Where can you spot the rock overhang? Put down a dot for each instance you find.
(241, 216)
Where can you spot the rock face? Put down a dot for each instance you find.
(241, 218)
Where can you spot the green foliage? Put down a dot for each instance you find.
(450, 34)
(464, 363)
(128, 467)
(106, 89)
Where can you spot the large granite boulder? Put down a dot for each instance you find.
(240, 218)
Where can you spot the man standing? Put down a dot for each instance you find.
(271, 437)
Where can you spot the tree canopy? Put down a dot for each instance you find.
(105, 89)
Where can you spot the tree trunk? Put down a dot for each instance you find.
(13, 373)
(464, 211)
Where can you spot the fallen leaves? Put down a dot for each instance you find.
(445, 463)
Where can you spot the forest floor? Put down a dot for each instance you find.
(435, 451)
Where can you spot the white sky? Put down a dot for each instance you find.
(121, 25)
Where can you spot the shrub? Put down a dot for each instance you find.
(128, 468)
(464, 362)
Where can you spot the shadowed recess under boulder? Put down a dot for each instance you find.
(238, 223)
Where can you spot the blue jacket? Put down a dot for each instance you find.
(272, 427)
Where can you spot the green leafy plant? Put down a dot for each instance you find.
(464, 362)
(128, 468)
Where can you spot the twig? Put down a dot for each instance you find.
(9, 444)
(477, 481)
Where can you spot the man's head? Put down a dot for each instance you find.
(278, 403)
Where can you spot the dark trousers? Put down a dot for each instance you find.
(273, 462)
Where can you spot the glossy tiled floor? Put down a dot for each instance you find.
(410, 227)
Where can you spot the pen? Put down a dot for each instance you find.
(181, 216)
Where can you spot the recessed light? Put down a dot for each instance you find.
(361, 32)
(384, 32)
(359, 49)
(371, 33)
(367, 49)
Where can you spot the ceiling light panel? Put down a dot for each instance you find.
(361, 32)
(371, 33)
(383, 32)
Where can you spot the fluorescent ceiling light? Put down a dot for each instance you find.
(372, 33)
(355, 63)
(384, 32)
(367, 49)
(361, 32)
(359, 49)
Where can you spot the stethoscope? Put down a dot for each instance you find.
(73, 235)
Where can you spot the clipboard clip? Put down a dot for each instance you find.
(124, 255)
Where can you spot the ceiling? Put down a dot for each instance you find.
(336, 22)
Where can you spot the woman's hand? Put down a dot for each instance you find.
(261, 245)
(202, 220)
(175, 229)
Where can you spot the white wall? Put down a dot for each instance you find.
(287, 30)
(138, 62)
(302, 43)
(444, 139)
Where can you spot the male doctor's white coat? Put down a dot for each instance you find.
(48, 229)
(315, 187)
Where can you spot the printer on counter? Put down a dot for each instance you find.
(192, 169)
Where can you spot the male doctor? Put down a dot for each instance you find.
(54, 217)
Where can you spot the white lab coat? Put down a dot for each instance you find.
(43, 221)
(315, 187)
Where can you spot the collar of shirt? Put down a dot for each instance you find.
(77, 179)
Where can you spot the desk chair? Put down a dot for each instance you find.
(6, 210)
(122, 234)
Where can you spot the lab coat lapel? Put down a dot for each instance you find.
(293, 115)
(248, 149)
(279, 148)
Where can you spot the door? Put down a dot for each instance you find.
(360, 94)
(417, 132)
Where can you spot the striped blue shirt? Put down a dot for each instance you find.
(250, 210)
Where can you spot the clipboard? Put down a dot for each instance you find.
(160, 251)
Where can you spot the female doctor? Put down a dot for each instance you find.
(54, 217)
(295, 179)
════════
Do this: Could you write out all of the records above again, putting "Mark a point" wherever "Put down a dot" appears and keeping everything else unchanged?

Result for this task:
Where can you spot the rock overhang? Mark a point for each instance you find.
(241, 216)
Where can you spot the rock face? Mark a point for each instance you find.
(241, 218)
Where can you spot the green foliage? Mark a point for each instance you find.
(450, 34)
(464, 363)
(128, 467)
(106, 89)
Where can you spot the large granite boulder? Mark a point for each instance you find.
(240, 218)
Where can you spot the man standing? Mark a point for each instance you find.
(271, 437)
Where can you spot the tree canopy? Mark a point for each instance you find.
(105, 89)
Where can you spot the tree trunk? Mark a point for each instance you find.
(13, 373)
(464, 211)
Where can you spot the fallen leaves? Mark a point for each instance you find.
(445, 463)
Where can you spot the forest floor? Mark a point for each instance you find.
(435, 451)
Where can you spot the white sky? Mark a point for each instance you find.
(121, 25)
Where can you spot the shrub? Mark a point for each instance you find.
(128, 468)
(464, 362)
Where can you spot the shadowed recess under boulder? Mark a point for each instance you find.
(238, 223)
Where can you spot the blue jacket? Mark a point for each instance you find.
(272, 427)
Where can you spot the green leafy plant? Mark a point for each instance you find.
(464, 362)
(128, 468)
Where can you spot the twig? Mark a point for each instance you find.
(9, 444)
(477, 481)
Where can you spot the man's head? Mark a point for each instance you find.
(278, 403)
Where can you spot the dark trousers? Mark a point for each instance you find.
(273, 462)
Where can you spot the glossy tiled floor? Mark a point for each instance you find.
(410, 227)
Where can you spot the pen? Mark a point for each instance you find.
(181, 216)
Where can you spot the recessed light? Mark a point for each instance you find.
(361, 32)
(384, 32)
(359, 49)
(371, 33)
(367, 49)
Where can you spot the ceiling light panel? Mark a point for each instance you find.
(361, 32)
(371, 33)
(383, 32)
Where can you spot the fluorescent ceiling light? Mark a point for each instance you find.
(372, 33)
(355, 63)
(384, 32)
(367, 49)
(361, 32)
(359, 49)
Where can you spot the stethoscope? Mark a point for each instance you find.
(73, 235)
Where can you spot the clipboard clip? Mark a point for each instance you find.
(124, 255)
Where can you spot the ceiling? Mark a point for each instance you find.
(336, 22)
Where can you spot the woman's hand? Mark a point for each instance you find.
(261, 245)
(202, 220)
(175, 229)
Where can you spot the white wall? Mark a point for each instance you find.
(287, 30)
(138, 62)
(302, 43)
(444, 139)
Where can you spot the male doctor's white coat? Mark a point for each instance you find.
(48, 229)
(315, 187)
Where can you spot the printer on counter? Mark a point for each instance you find.
(192, 169)
Where can you spot the male doctor? Mark a point for each instance you find.
(54, 217)
Where can you spot the white lab coat? Mark a point for each instance you find.
(43, 221)
(315, 187)
Where can you spot the collar of shirt? Mark a point for each instance you find.
(77, 179)
Where can you spot the desk chair? Mark a point for each instance you find.
(6, 210)
(122, 234)
Where can you spot the lab coat lapel? Mark a point for each instance you find.
(293, 115)
(248, 149)
(279, 148)
Where can you spot the door? Mark a point for each instance you find.
(360, 94)
(417, 132)
Where can you spot the striped blue shirt? Mark a point for each instance you find.
(250, 210)
Where can you spot the clipboard? Mark a point for each instance you find.
(160, 251)
Where can you spot the female doctor? Mark a point for each instance you find.
(54, 217)
(295, 179)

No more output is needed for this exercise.